__Goal of the exercise__: Copy the material below exactly, from the line containing "the cardboard bale" down through the last line of the material, including both of these lines.

__Available records__:
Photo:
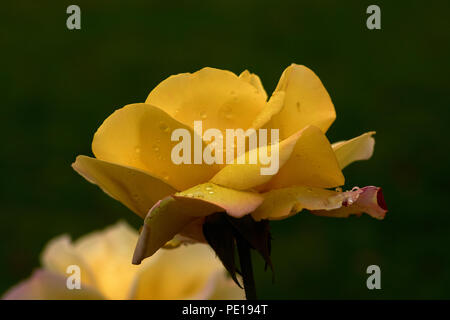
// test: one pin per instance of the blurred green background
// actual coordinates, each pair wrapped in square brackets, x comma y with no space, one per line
[58,86]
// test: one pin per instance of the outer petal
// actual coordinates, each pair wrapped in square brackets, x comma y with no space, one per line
[370,201]
[139,136]
[108,253]
[255,81]
[306,102]
[172,214]
[359,148]
[136,189]
[305,158]
[60,253]
[219,98]
[47,285]
[159,277]
[282,203]
[312,163]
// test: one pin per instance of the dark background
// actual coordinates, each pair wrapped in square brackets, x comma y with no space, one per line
[57,86]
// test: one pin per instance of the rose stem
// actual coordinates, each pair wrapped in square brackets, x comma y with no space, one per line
[245,260]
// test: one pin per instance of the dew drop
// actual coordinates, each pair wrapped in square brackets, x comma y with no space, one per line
[164,127]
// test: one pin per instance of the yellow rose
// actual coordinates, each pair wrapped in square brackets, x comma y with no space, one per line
[133,147]
[103,258]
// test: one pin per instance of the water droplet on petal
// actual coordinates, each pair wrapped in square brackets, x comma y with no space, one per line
[164,127]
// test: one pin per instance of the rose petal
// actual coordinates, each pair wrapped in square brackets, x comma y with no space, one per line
[247,175]
[139,136]
[219,98]
[255,81]
[370,201]
[60,253]
[136,189]
[306,102]
[171,215]
[282,203]
[159,277]
[108,253]
[359,148]
[311,163]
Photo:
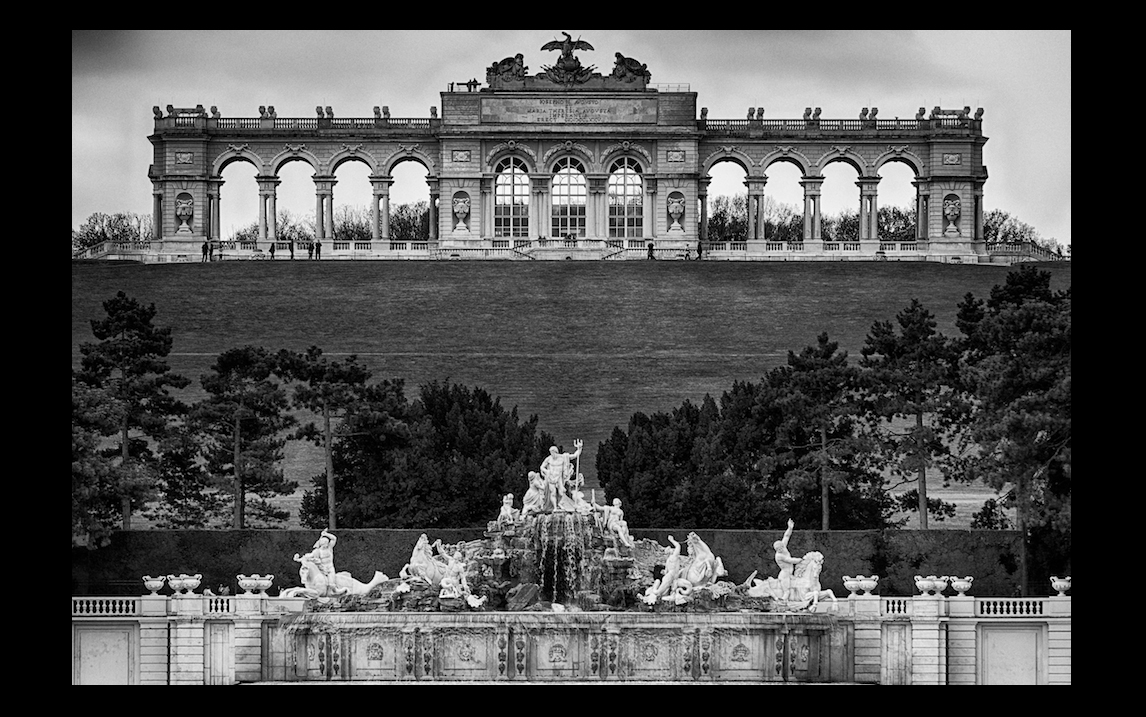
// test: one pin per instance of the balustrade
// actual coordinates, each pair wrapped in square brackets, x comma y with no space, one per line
[1009,607]
[104,607]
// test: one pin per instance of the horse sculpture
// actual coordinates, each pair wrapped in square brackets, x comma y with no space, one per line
[806,581]
[423,565]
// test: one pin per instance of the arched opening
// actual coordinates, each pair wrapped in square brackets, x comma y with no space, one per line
[238,203]
[568,199]
[295,209]
[896,211]
[626,202]
[409,202]
[353,214]
[728,202]
[840,203]
[511,199]
[783,210]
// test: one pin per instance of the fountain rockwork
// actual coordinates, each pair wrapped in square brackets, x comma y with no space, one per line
[558,591]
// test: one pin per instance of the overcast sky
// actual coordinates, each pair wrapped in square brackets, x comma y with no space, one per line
[1021,80]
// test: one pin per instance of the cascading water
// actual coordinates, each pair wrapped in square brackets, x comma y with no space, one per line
[562,546]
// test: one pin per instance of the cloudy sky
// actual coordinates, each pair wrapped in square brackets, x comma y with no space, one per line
[1021,80]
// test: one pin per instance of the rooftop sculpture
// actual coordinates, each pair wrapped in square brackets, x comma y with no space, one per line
[563,552]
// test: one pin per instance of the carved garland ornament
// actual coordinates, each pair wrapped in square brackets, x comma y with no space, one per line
[627,147]
[567,147]
[511,146]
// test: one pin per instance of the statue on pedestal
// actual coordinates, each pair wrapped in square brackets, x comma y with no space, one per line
[316,570]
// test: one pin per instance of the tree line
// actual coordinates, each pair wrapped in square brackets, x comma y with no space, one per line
[408,222]
[728,220]
[814,440]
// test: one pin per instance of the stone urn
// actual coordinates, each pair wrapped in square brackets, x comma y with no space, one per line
[676,210]
[152,583]
[1061,584]
[249,583]
[939,583]
[186,583]
[461,211]
[852,584]
[263,583]
[962,584]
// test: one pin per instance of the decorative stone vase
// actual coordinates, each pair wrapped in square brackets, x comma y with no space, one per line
[249,583]
[264,583]
[962,584]
[852,584]
[676,210]
[1061,584]
[939,583]
[187,583]
[461,211]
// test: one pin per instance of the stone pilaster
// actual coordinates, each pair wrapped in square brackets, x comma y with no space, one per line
[928,640]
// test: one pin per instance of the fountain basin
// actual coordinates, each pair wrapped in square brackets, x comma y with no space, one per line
[570,646]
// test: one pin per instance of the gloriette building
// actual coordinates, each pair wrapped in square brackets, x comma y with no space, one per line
[573,163]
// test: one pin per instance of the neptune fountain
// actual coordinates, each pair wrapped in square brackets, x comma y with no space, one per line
[562,552]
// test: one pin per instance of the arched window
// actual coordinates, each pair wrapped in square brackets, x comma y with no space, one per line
[626,199]
[511,198]
[568,198]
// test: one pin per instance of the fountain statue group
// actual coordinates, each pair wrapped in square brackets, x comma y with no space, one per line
[564,527]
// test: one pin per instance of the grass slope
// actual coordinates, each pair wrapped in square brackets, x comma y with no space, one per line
[582,345]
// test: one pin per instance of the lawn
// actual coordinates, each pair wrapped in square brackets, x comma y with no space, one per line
[582,345]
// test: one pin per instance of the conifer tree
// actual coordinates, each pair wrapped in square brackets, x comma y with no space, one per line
[243,419]
[910,375]
[130,363]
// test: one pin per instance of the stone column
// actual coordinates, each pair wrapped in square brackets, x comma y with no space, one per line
[381,229]
[920,210]
[318,215]
[538,225]
[651,212]
[703,196]
[157,213]
[869,211]
[487,207]
[928,640]
[273,225]
[755,207]
[263,215]
[813,226]
[434,210]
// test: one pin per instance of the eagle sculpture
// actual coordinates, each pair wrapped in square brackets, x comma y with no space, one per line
[566,46]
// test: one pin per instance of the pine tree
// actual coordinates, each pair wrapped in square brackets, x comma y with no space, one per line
[243,419]
[910,375]
[130,363]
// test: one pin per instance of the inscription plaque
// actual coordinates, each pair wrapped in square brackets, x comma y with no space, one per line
[567,110]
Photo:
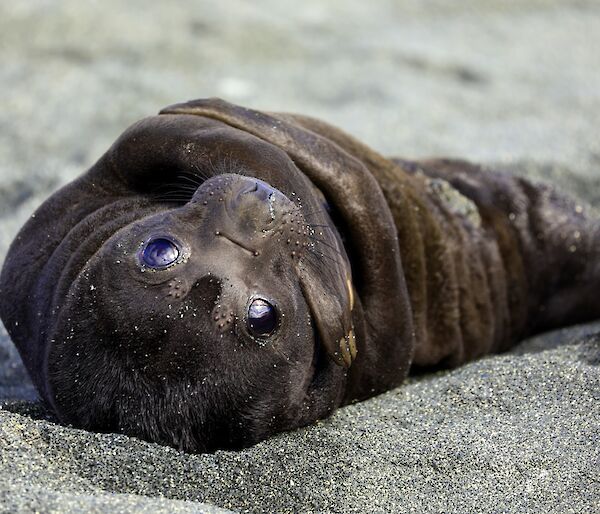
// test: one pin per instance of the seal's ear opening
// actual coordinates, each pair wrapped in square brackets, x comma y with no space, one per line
[331,311]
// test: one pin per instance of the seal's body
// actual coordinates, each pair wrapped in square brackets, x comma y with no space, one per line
[222,274]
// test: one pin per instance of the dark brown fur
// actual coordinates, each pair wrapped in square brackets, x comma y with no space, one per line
[446,262]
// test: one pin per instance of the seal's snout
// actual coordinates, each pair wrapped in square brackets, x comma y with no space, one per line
[256,202]
[259,189]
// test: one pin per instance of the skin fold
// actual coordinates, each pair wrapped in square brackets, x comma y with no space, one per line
[369,267]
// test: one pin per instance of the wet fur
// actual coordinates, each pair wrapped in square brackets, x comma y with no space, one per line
[447,262]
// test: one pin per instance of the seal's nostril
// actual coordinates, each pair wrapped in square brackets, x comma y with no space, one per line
[250,189]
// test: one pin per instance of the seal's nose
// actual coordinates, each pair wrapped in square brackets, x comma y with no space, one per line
[261,190]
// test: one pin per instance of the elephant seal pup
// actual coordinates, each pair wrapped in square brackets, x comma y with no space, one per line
[223,274]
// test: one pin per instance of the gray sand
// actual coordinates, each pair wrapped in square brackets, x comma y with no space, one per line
[516,84]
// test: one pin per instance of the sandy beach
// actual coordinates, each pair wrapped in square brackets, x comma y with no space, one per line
[515,85]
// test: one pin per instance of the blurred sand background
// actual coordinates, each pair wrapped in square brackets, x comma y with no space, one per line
[512,83]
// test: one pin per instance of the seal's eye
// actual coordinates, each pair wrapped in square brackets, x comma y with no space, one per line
[160,253]
[262,318]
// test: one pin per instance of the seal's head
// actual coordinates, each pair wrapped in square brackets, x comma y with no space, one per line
[193,288]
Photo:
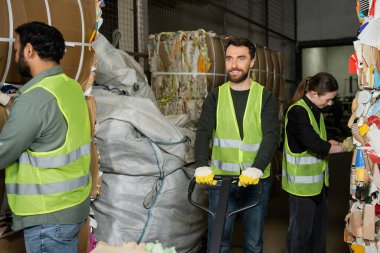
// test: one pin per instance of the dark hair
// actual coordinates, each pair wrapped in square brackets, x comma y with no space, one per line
[46,40]
[242,42]
[321,83]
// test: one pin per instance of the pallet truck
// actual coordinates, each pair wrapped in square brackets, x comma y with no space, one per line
[220,215]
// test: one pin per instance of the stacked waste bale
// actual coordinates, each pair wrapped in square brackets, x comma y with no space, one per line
[185,65]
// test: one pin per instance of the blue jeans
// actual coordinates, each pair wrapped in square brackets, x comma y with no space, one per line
[252,219]
[52,238]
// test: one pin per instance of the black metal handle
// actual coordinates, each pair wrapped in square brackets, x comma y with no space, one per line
[220,177]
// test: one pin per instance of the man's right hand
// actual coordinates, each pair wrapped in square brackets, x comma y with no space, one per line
[204,175]
[4,99]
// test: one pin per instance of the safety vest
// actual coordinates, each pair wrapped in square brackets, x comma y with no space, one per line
[303,173]
[231,154]
[44,182]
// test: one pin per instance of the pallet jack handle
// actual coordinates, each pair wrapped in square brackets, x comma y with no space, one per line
[221,214]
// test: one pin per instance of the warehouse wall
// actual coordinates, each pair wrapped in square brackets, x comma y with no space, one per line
[326,19]
[268,23]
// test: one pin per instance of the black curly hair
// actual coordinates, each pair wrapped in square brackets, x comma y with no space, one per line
[46,40]
[242,42]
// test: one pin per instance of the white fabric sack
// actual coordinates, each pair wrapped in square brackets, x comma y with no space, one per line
[116,69]
[144,185]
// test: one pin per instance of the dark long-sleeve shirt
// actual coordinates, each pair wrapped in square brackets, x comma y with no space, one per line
[301,135]
[269,126]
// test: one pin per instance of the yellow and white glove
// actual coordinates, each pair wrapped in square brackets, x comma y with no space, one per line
[4,99]
[250,176]
[204,175]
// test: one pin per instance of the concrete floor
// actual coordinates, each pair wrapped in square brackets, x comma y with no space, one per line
[277,221]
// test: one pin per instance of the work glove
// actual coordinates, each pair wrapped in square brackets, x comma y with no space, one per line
[250,176]
[204,175]
[4,99]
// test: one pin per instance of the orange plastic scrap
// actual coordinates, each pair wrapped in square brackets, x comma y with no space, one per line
[203,64]
[357,248]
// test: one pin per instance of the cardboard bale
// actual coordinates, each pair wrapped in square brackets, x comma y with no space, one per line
[66,16]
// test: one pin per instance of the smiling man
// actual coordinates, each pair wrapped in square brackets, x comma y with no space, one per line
[240,117]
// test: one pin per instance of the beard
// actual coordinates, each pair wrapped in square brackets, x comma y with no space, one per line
[22,66]
[238,79]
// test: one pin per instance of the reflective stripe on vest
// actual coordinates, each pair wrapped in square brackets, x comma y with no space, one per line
[45,182]
[302,160]
[231,154]
[52,188]
[303,179]
[303,174]
[235,144]
[57,161]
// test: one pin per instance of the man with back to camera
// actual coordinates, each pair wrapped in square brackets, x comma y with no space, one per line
[241,119]
[45,145]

__Task answer__:
// test: one pin per instance of the cardboard bale
// actual coordinates, each pair wrapped in square brackets, x comma y with no space, one per line
[66,16]
// test: one pin per instance of the smiling man
// actual coordinates, each pair wrapped in square brackets, x comma y with no space, one per line
[240,117]
// test: one pin per instance of the beard
// actual coordinates, each pair wrapped in square brackets, x comma y with no space, one per line
[22,66]
[238,79]
// test: one pin per instance of the reflective stripe on vest
// actual coordinates, each pair wrapped in square brackets, x comma y with no space, one per line
[45,182]
[302,160]
[231,154]
[52,188]
[303,179]
[303,174]
[235,144]
[57,161]
// test: one pin per instance of the man with back to camera
// actual coordinates, each pair wrapped in square brackets, x comma y with no space, one per line
[241,119]
[45,145]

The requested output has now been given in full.